■ REQUIRED ACTION
Output each record below exactly, leaving any picture out of the copy.

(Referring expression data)
Content starts
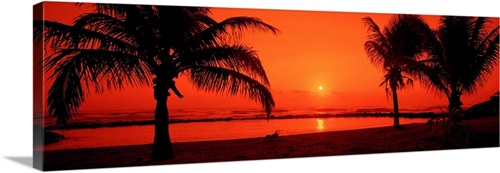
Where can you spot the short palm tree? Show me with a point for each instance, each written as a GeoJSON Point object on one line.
{"type": "Point", "coordinates": [462, 56]}
{"type": "Point", "coordinates": [397, 51]}
{"type": "Point", "coordinates": [144, 45]}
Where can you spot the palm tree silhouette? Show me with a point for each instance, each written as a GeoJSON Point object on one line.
{"type": "Point", "coordinates": [397, 50]}
{"type": "Point", "coordinates": [144, 45]}
{"type": "Point", "coordinates": [462, 55]}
Content ends
■ SOLUTION BELOW
Where can you spot the short palm tree? Show me with a point for each instance, each written as a GeoJSON Point object on one line.
{"type": "Point", "coordinates": [462, 56]}
{"type": "Point", "coordinates": [397, 51]}
{"type": "Point", "coordinates": [144, 45]}
Where can you spot the palm tree silhouette? Show me with a point for each instance, each written as a GeoJSON Point object on one line.
{"type": "Point", "coordinates": [397, 50]}
{"type": "Point", "coordinates": [144, 45]}
{"type": "Point", "coordinates": [462, 55]}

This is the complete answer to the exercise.